Your task: Give the lines of the records as a numbered list, skipping any blank lines and leaving the pictures out.

Point-based annotation records:
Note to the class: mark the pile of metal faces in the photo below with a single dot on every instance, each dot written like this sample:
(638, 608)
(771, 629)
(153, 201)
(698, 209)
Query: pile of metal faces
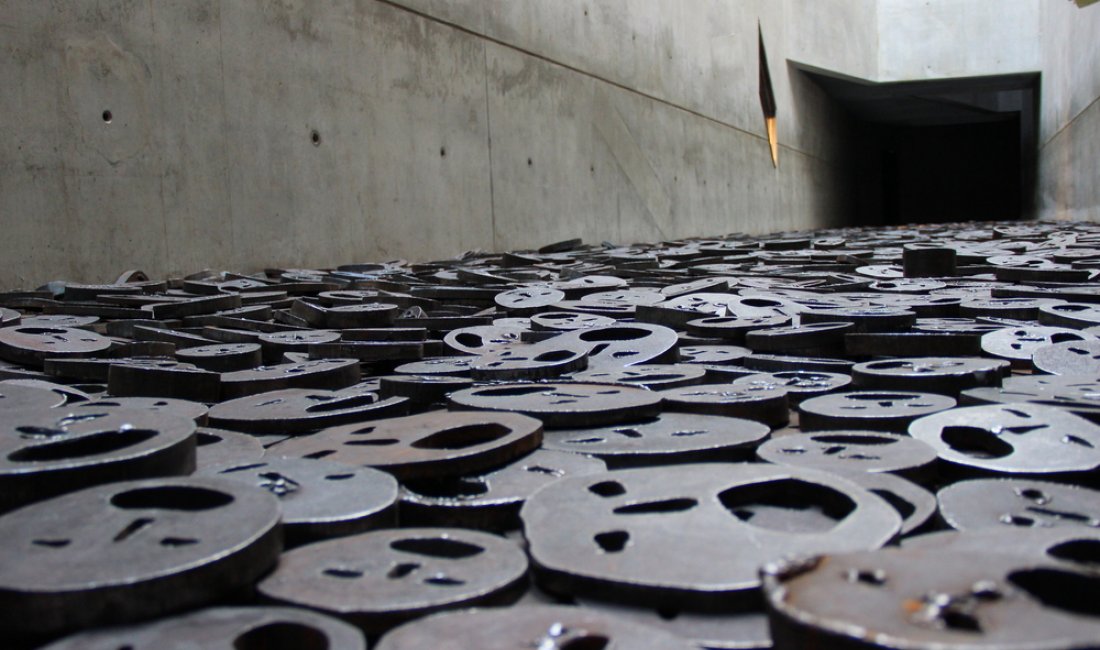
(859, 438)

Response:
1. Note to the class: mark the pile of metal faces in the photo below with a single dot on every instance, each dot written like this sample:
2. (638, 608)
3. (771, 629)
4. (153, 201)
5. (698, 209)
6. Query: pile of metal faces
7. (859, 438)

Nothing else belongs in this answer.